TASK: Copy out the entries exactly, from the first line to the last.

(Position identification records)

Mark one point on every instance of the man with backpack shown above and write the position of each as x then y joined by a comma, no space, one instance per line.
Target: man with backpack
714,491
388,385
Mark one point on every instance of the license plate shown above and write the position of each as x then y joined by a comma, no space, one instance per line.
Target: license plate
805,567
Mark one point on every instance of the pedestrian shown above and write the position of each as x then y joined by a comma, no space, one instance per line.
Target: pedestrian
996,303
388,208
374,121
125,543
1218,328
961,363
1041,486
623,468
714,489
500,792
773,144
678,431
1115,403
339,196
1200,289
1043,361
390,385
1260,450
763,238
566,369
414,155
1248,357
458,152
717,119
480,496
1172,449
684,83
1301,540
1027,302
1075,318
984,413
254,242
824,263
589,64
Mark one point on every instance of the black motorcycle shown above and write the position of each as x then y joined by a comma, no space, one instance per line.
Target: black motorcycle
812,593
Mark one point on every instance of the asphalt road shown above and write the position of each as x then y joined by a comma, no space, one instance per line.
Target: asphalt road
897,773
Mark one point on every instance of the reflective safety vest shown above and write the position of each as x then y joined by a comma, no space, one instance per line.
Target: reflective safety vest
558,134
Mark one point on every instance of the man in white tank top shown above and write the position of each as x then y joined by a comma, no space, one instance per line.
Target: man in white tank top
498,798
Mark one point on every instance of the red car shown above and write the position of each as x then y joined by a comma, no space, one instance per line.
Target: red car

OUTPUT OF THE TASK:
Mark one point on every instance of the man with backpack shown above and write the position of each as x then y joined by a comma, no space, one instance per line.
Target: man with backpack
714,491
388,385
Mark one point on every instance of the license plate shown above and write the position of each as x then y joined by a comma, no space, one instance per line.
Target: license plate
805,567
Mark one point on every instance of the pedestrian shown above and write the position of each as x then y joined by a comma, no space, one instance per line.
Target: pedestrian
996,303
388,208
374,121
125,543
1218,328
961,363
1041,486
623,468
714,489
500,792
773,144
678,431
1115,403
339,196
1200,289
1043,361
390,385
1260,450
763,238
566,369
414,155
1248,357
458,152
717,119
480,496
1172,449
684,83
1301,540
1027,302
1075,318
984,413
254,242
824,263
589,64
Mark one point on every instance of the black motorcycle shown above and write the position of each as x then y joined by a comma, no space, one instance per line.
Target: black motorcycle
812,593
Mark one point on every instance of the asphalt road shown above and write the position of each as x then y joined by a comma, no space, one instance per line.
Target: asphalt road
897,773
Mark one point on every instance of the reflective safety vest shown above and write the position of each as x then y joined by a comma, no space, one instance per line.
Target: reflective safety vest
558,134
Mark one point on every instance of the man in white tank top shown above and write the position of each as x then y joined by a comma, no space, one instance per line.
Target: man in white tank top
498,798
Mark one point on every instance of the red car shown above and write the position of each as x then y joined by a comma, no space, one instance per line.
Target: red car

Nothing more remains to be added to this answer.